GIVEN INSTRUCTION
Please repeat the material below, swapping every "Target" for "Label" and keeping everything else the same. Leave the pictures out.

━━ RECORDS SUPPLIED ━━

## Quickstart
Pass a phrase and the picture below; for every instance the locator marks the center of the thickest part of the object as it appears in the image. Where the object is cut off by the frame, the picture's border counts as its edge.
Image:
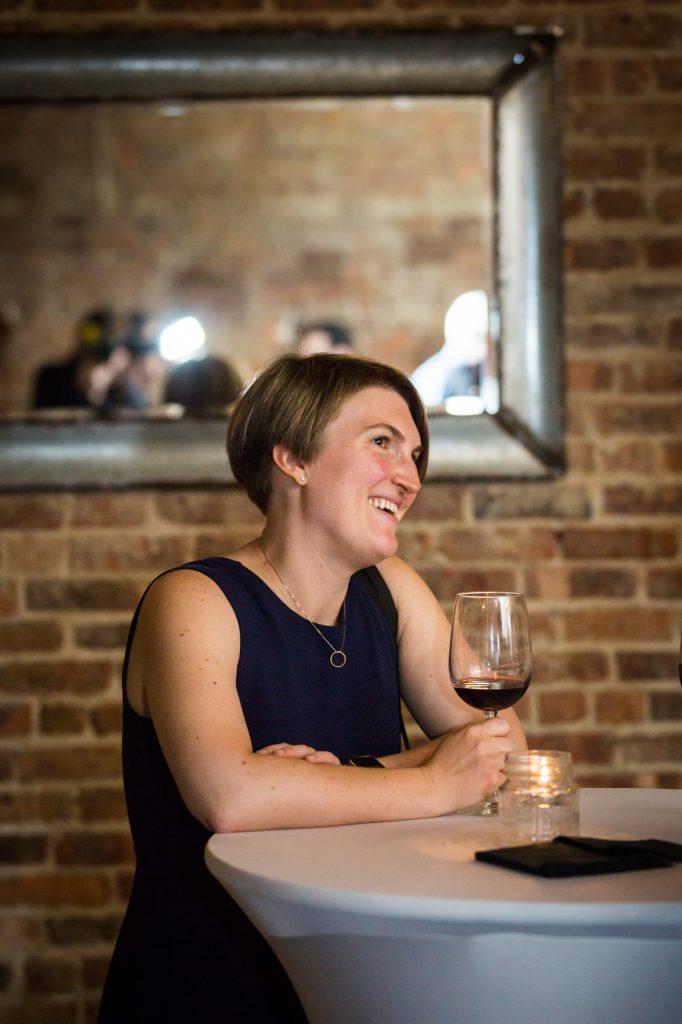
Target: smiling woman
(256, 683)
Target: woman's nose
(408, 475)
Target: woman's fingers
(301, 751)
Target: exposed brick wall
(598, 552)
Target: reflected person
(458, 367)
(202, 386)
(84, 379)
(254, 679)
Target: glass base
(485, 809)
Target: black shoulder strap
(374, 584)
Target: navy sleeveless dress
(185, 951)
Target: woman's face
(365, 478)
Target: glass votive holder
(539, 798)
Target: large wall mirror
(401, 186)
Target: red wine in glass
(489, 656)
(492, 694)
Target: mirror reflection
(157, 254)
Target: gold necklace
(337, 658)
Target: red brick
(564, 706)
(580, 456)
(69, 763)
(616, 624)
(85, 595)
(586, 748)
(597, 163)
(202, 507)
(639, 418)
(619, 204)
(23, 849)
(664, 253)
(120, 553)
(461, 544)
(635, 30)
(600, 254)
(595, 542)
(8, 597)
(83, 929)
(220, 541)
(639, 667)
(110, 636)
(551, 584)
(666, 584)
(665, 500)
(621, 706)
(50, 975)
(651, 750)
(602, 583)
(28, 553)
(416, 546)
(667, 706)
(662, 376)
(36, 807)
(673, 455)
(668, 74)
(107, 719)
(94, 972)
(668, 205)
(583, 375)
(53, 889)
(25, 512)
(62, 719)
(438, 502)
(446, 584)
(103, 804)
(638, 457)
(547, 501)
(87, 6)
(668, 158)
(573, 204)
(14, 720)
(27, 635)
(57, 677)
(110, 510)
(90, 849)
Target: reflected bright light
(465, 404)
(181, 339)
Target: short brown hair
(293, 399)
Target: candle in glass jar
(540, 798)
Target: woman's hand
(467, 764)
(301, 752)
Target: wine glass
(489, 657)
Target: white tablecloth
(397, 923)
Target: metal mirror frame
(517, 69)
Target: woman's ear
(289, 464)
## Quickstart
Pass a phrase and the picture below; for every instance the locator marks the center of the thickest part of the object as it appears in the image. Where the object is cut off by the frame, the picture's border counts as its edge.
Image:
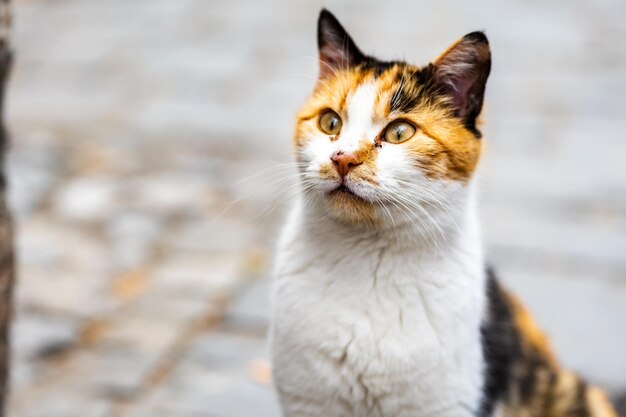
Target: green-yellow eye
(398, 132)
(330, 122)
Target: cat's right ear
(337, 50)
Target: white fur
(385, 321)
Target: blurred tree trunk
(6, 231)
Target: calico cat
(382, 304)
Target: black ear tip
(326, 17)
(478, 37)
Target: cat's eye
(398, 132)
(330, 122)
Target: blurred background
(143, 137)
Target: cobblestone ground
(144, 258)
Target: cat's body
(376, 324)
(382, 305)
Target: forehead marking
(362, 105)
(359, 124)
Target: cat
(381, 303)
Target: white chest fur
(375, 323)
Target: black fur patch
(501, 346)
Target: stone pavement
(143, 257)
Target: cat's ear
(462, 70)
(337, 50)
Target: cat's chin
(348, 207)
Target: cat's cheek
(393, 164)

━━━

TASK RESULT
## Quickstart
Pass a phrase and the picture below; for every instance the locator marks the center of the thickest part of the object as it appears in the image. Where the object is cut off by the frame, the picture's border counts as its edge.
Image:
Label: smiling woman
(256, 683)
Label: woman's nose
(408, 475)
Label: woman's fingers
(301, 751)
Label: exposed brick wall
(598, 552)
Label: reflected person
(458, 367)
(202, 386)
(84, 379)
(254, 679)
Label: glass base
(485, 809)
Label: black shoulder strap
(374, 584)
Label: navy sleeveless dress
(185, 951)
Label: woman's face
(365, 478)
Label: glass votive holder
(539, 798)
Label: large wall mirror
(401, 186)
Label: red wine in glass
(489, 656)
(492, 694)
Label: mirror reflection
(157, 254)
Label: gold necklace
(337, 658)
Label: red brick
(564, 706)
(580, 456)
(69, 763)
(616, 624)
(85, 595)
(586, 748)
(597, 163)
(202, 507)
(639, 418)
(619, 204)
(23, 849)
(664, 253)
(120, 553)
(461, 544)
(635, 30)
(600, 254)
(595, 542)
(8, 597)
(83, 929)
(220, 541)
(639, 667)
(110, 636)
(551, 584)
(666, 584)
(665, 500)
(621, 706)
(50, 975)
(651, 750)
(602, 583)
(28, 553)
(416, 546)
(667, 706)
(662, 376)
(36, 807)
(673, 455)
(668, 74)
(107, 719)
(94, 972)
(668, 205)
(583, 375)
(53, 889)
(25, 512)
(62, 719)
(438, 502)
(446, 584)
(103, 804)
(638, 457)
(547, 501)
(87, 6)
(668, 158)
(573, 204)
(14, 720)
(27, 635)
(57, 677)
(110, 510)
(90, 849)
Label: reflected bright light
(465, 404)
(181, 339)
Label: short brown hair
(293, 399)
Label: candle in glass jar
(540, 798)
Label: woman's hand
(467, 764)
(301, 752)
Label: wine glass
(489, 657)
Label: white tablecloth
(397, 923)
Label: metal mirror frame
(517, 69)
Label: woman's ear
(289, 464)
## Quickstart
Pass a phrase and the picture below; for every instance the locator marks the center of the thickest part of the object as it appears in the image. Where the object is cut off by the frame, the picture's border counts as its edge.
Image:
Label: green-yellow eye
(398, 132)
(330, 122)
Label: cat's right ear
(337, 50)
Label: white fur
(385, 321)
Label: blurred tree trunk
(6, 231)
Label: calico cat
(382, 304)
Label: black ear tip
(326, 17)
(478, 37)
Label: cat's eye
(398, 132)
(330, 122)
Label: blurred background
(143, 137)
Label: cobblestone ground
(144, 258)
Label: cat's body
(376, 324)
(382, 305)
Label: forehead marking
(362, 105)
(359, 124)
Label: cat
(381, 303)
Label: white chest fur
(375, 323)
Label: black fur patch
(501, 346)
Label: stone pavement
(143, 257)
Label: cat's ear
(462, 70)
(337, 50)
Label: cat's chin
(348, 207)
Label: cat's cheek
(393, 164)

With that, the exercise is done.